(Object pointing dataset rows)
******************************

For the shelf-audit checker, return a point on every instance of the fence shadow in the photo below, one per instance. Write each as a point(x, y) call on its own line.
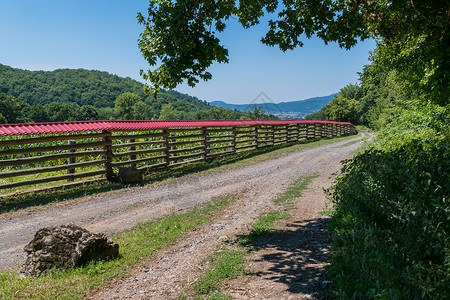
point(59, 194)
point(297, 257)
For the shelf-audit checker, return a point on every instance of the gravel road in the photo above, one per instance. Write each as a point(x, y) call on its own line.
point(114, 211)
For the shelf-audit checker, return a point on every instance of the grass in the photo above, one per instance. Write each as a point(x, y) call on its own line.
point(239, 160)
point(265, 225)
point(226, 263)
point(230, 263)
point(136, 245)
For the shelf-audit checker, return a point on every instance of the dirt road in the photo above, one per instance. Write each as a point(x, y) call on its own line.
point(109, 212)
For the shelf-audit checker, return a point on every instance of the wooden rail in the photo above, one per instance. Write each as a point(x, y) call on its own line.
point(59, 158)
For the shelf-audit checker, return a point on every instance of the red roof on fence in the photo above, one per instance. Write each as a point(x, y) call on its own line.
point(122, 125)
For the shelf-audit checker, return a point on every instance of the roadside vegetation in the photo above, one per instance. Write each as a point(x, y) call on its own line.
point(231, 259)
point(391, 215)
point(136, 245)
point(59, 194)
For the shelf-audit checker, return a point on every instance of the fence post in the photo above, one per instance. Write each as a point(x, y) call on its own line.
point(256, 135)
point(71, 160)
point(233, 142)
point(203, 143)
point(165, 136)
point(107, 166)
point(133, 156)
point(272, 134)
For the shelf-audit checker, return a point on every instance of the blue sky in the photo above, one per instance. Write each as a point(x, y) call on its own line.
point(102, 35)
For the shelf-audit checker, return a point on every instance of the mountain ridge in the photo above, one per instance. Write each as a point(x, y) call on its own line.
point(302, 107)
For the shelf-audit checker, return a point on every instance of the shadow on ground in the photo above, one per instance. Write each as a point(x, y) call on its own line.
point(297, 257)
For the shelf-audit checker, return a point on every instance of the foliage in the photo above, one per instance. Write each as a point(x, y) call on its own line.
point(85, 95)
point(11, 108)
point(392, 212)
point(226, 264)
point(366, 103)
point(128, 106)
point(413, 36)
point(136, 244)
point(343, 107)
point(168, 112)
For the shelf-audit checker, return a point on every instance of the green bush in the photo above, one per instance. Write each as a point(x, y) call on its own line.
point(391, 223)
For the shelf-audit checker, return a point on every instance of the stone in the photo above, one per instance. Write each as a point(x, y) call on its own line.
point(65, 246)
point(129, 175)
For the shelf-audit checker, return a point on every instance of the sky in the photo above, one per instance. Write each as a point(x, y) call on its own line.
point(102, 35)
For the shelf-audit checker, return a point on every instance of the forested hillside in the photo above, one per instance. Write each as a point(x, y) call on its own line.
point(302, 107)
point(69, 94)
point(391, 215)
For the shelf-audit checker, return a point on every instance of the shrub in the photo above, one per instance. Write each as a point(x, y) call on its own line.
point(391, 223)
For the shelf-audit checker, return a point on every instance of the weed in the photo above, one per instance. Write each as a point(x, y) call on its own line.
point(136, 244)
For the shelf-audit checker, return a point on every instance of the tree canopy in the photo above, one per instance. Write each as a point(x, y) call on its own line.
point(413, 36)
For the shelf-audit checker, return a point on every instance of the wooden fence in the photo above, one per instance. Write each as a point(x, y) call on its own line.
point(38, 160)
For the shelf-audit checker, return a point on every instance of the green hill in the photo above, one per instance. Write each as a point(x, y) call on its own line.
point(85, 87)
point(301, 107)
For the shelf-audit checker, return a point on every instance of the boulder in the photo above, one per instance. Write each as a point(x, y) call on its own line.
point(129, 175)
point(65, 246)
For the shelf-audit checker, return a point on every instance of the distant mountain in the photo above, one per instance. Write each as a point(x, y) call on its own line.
point(301, 107)
point(85, 87)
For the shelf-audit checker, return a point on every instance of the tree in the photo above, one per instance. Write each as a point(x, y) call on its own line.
point(413, 36)
point(142, 111)
point(87, 113)
point(12, 109)
point(124, 106)
point(342, 109)
point(60, 112)
point(168, 112)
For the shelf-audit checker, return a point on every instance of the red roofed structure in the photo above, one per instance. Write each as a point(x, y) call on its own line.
point(123, 125)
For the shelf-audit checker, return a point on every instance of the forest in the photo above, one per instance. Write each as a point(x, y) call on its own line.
point(81, 95)
point(390, 221)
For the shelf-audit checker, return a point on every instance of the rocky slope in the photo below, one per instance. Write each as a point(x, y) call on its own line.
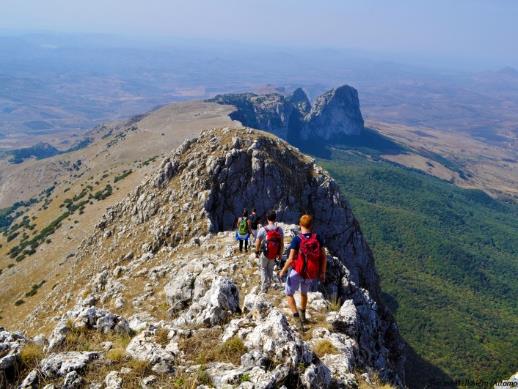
point(159, 297)
point(334, 114)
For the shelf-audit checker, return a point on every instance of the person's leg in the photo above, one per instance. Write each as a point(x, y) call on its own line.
point(269, 274)
point(291, 287)
point(303, 301)
point(304, 287)
point(264, 273)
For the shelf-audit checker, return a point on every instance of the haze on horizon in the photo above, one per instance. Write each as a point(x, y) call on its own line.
point(467, 33)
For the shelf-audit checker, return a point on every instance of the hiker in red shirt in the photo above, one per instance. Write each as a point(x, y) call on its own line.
point(269, 246)
point(308, 263)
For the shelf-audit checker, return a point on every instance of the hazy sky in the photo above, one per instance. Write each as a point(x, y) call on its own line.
point(485, 31)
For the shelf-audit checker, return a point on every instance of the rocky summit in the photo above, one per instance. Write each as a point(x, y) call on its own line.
point(160, 297)
point(334, 114)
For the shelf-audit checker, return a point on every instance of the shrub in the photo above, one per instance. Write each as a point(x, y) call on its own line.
point(31, 355)
point(161, 337)
point(116, 355)
point(323, 347)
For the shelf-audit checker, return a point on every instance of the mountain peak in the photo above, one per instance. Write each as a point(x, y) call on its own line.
point(162, 271)
point(300, 100)
point(334, 114)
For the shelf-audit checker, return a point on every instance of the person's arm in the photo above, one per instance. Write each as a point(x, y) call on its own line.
point(281, 249)
point(258, 243)
point(323, 265)
point(288, 263)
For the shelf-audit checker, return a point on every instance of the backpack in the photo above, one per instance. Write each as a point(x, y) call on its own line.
point(243, 226)
point(254, 221)
point(272, 246)
point(308, 261)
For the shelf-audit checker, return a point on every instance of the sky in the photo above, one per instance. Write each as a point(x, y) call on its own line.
point(463, 30)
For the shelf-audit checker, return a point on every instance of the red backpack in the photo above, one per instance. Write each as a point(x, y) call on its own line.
point(308, 261)
point(273, 241)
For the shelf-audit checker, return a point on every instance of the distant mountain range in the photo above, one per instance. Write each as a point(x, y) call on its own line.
point(333, 115)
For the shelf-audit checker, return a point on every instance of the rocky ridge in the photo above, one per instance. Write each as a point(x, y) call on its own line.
point(334, 114)
point(159, 286)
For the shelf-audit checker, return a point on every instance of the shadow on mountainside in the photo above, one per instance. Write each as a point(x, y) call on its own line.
point(421, 374)
point(369, 141)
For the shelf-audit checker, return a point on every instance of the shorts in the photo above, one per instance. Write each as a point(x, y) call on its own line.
point(294, 281)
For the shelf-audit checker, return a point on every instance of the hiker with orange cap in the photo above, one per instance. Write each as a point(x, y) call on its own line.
point(308, 263)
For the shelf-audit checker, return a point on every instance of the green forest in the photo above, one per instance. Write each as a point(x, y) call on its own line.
point(448, 263)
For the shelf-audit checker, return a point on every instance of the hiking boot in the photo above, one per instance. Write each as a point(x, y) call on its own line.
point(303, 317)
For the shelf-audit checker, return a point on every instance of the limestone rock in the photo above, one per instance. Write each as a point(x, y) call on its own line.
point(113, 380)
point(60, 364)
point(11, 344)
point(143, 347)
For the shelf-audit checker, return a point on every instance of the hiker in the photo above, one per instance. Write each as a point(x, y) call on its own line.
point(243, 231)
point(271, 239)
point(254, 223)
point(308, 263)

******************************

Retype all of the data above line for line without any changes, and leave the pictures out of your copy.

- **Completed exercise**
For the shelf-audit checker, return a point on every instance of the fence shadow in the photo below, one per instance. Write each as a point(x, y) call on its own line.
point(59, 194)
point(297, 257)
For the shelf-audit checker, return a point on every instance of the gravel road in the photo above, one per instance. Write each as a point(x, y) call on its own line.
point(114, 211)
For the shelf-audit checker, return a point on every instance of the grass in the photo above, one per instance. Write each as a point(x, y) call on its own line.
point(239, 160)
point(265, 225)
point(226, 263)
point(230, 263)
point(136, 245)
For the shelf-audit checker, return a point on every instance of the dirt road in the photo above, one per instance. Write each as a point(x, y) call on its own line.
point(109, 212)
For the shelf-audit checker, return a point on every instance of the wooden rail in the photo above, one per instance. Write each as a point(x, y) call on its own line.
point(59, 158)
For the shelf-audit checker, return a point on every instance of the red roof on fence in the photo above, one per instance. Write each as a point(x, y) call on its own line.
point(122, 125)
For the shelf-audit checker, return a point on every instance of the roadside vegetation in the photo above, one per instance. Write each as a point(x, y) call on its own line.
point(231, 259)
point(391, 215)
point(136, 245)
point(59, 194)
For the shelf-audit checker, return a point on every instance of the fence post in the photo above, one per instance. Write each as a point(x, y) call on its own line.
point(256, 135)
point(71, 160)
point(233, 142)
point(203, 143)
point(165, 136)
point(107, 166)
point(133, 156)
point(272, 134)
For the shelf-audit checker, return a point on every instance of the blue sky in the photo above, one per instance. Write each as a point(x, y) call on its own line.
point(102, 35)
For the shelf-audit checker, return a point on every instance of the mountain ridge in the photo above, one per instance. Write each as a point(x, y) call on its own line.
point(302, 107)
For the shelf-audit checker, return a point on every instance of the shadow on ground in the photo above, one per instance. Write each as a point(x, y) call on its own line.
point(297, 257)
For the shelf-audit checker, return a point on every instance of the foliage in the photo above, one per instance. Write each as a point(x, y) call on its own line.
point(85, 95)
point(11, 108)
point(392, 212)
point(226, 264)
point(366, 103)
point(128, 106)
point(413, 36)
point(136, 244)
point(343, 107)
point(168, 112)
For the shelf-audit checker, return a point on every instance of the green bush in the photo above, one per instance. Write each as a point(x, y) call on its own line.
point(391, 223)
For the shelf-audit checker, return a point on every instance of the stone in the photo above, one per instance. Write each as a point(x, y) call on its own line.
point(65, 246)
point(129, 175)
For the shelf-audit checker, return a point on every instance of the sky in the photo above, one per instance. Write each as a point(x, y) call on its own line.
point(102, 35)
For the shelf-audit checker, return a point on every instance of the forested hillside in the photo above, one per instance. Write each as a point(x, y) call on its own line.
point(302, 107)
point(69, 94)
point(391, 215)
For the shelf-audit checker, return a point on every instance of the shrub in the photo above, one per instance. Write each as a point(x, y) call on its own line.
point(391, 223)
For the shelf-audit checker, return a point on every instance of the weed in the photo above, one per instance. Write each as a point(x, y) call on its own line.
point(136, 244)
For the shelf-audit checker, return a point on every instance of the tree canopy in the photo above, one per instance. Write each as a point(x, y) call on its own line.
point(413, 36)
For the shelf-audit checker, return a point on every instance of the wooden fence in the photo above, one per instance. Write each as a point(x, y) call on its own line.
point(38, 160)
For the shelf-audit checker, return a point on every instance of the green hill in the photo above, one per instance. Write each as a point(x, y) call on its own line.
point(85, 87)
point(301, 107)
For the shelf-audit checker, return a point on every instance of the boulder in the photo above, one per instance. Write each as a point(x, y) call on its own line.
point(129, 175)
point(65, 246)
For the shelf-audit checker, return a point on every instance of the distant mountain in the photo above, one per instance. Write each as a point(x, y) call on its own line.
point(301, 107)
point(85, 87)
For the shelf-audit checker, return a point on every instance of the tree in the photo above, one per instance. Write each as a point(x, y) call on its own line.
point(413, 36)
point(142, 111)
point(87, 113)
point(12, 109)
point(124, 106)
point(342, 109)
point(60, 112)
point(168, 112)
For the shelf-audit checker, return a point on every instance of the red roofed structure in the photo above, one per instance. Write each as a point(x, y) call on its own line.
point(123, 125)
For the shelf-audit checker, return a point on every instance of the forest in the photo above, one per instance. Write each as a point(x, y) call on its own line.
point(81, 95)
point(390, 221)
For the shelf-audit checker, return a point on every instance of the rocky slope in the photo below, one per instance. Write each as a point(x, y) call on its own line.
point(159, 297)
point(334, 114)
For the shelf-audit checker, return a point on every instance of the person's leg in the photo above, one per instance. Write each as a point(x, y) call on its own line.
point(269, 274)
point(291, 287)
point(303, 301)
point(304, 287)
point(264, 273)
For the shelf-audit checker, return a point on every instance of the haze on horizon in the photo above, one per instance. Write each as a point(x, y) call on its own line.
point(467, 33)
For the shelf-audit checker, return a point on every instance of the hiker in red shirt in the photo above, one per instance. Write each as a point(x, y) call on its own line.
point(269, 246)
point(308, 263)
For the shelf-audit checker, return a point on every instance of the hazy sky in the photo above, one per instance. Write each as a point(x, y) call on its own line.
point(485, 31)
For the shelf-audit checker, return a point on every instance of the rocky summit in the photo above, one per instance. Write each as a point(x, y) call on its own line.
point(160, 297)
point(334, 114)
For the shelf-audit checker, return a point on every instance of the shrub in the photo above, one per instance. Write each as a point(x, y) call on its own line.
point(31, 355)
point(161, 337)
point(116, 355)
point(323, 347)
For the shelf-audit checker, return a point on every instance of the mountain peak in the photo above, one per instance. Write each as a point(x, y) call on its own line.
point(162, 271)
point(300, 100)
point(334, 114)
For the shelf-audit checker, return a point on every instance of the person's arm in the photo above, one per instance. Write each as a point(x, y) call on its own line.
point(281, 249)
point(258, 243)
point(323, 265)
point(288, 263)
For the shelf-audit checker, return a point on every instance of the backpack in the photo above, one per instance. Write each as a point(x, y) call on its own line.
point(243, 226)
point(254, 221)
point(272, 246)
point(308, 261)
For the shelf-audit checker, return a point on every instance of the sky in the photo above, one per instance. Write each as a point(x, y) call on its own line.
point(463, 30)
For the shelf-audit checker, return a point on every instance of the red backpack in the photo above, one per instance. Write each as a point(x, y) call on its own line.
point(308, 261)
point(273, 241)
For the shelf-audit checker, return a point on every instance of the distant mountain range in the photo above, one per instance. Write each as a point(x, y) call on its own line.
point(333, 115)
For the shelf-audit checker, return a point on every instance of the rocky ridge in the photo above, one per instance. Write each as a point(x, y) call on its own line.
point(334, 114)
point(159, 286)
For the shelf-audit checker, return a point on every instance of the shadow on mountainside in the photo above, one per instance. Write each as a point(x, y) call on its own line.
point(421, 374)
point(369, 141)
For the shelf-audit checker, return a point on every instance of the shorts in the photo above, one per instance. Write each as a point(x, y) call on its own line.
point(294, 281)
For the shelf-audit checker, return a point on every instance of the hiker with orange cap in the photo above, one per instance. Write each as a point(x, y) call on its own line.
point(308, 263)
For the shelf-audit checker, return a point on every instance of the green forest in the photo above, one per instance. Write each as a point(x, y) call on its own line.
point(448, 263)
For the shelf-audit checker, return a point on every instance of the hiking boot in the photo above, one per instance. Write each as a point(x, y) call on its own line.
point(303, 317)
For the shelf-audit checker, return a point on every instance of the limestone rock in the photo above, one per instance. Write each as a point(x, y) call on its own line.
point(113, 380)
point(60, 364)
point(11, 344)
point(143, 347)
For the shelf-audit checker, return a point on every instance of the hiker in the photo above, one per instance. Write each as a point(x, y) call on its own line.
point(243, 231)
point(271, 239)
point(254, 223)
point(308, 263)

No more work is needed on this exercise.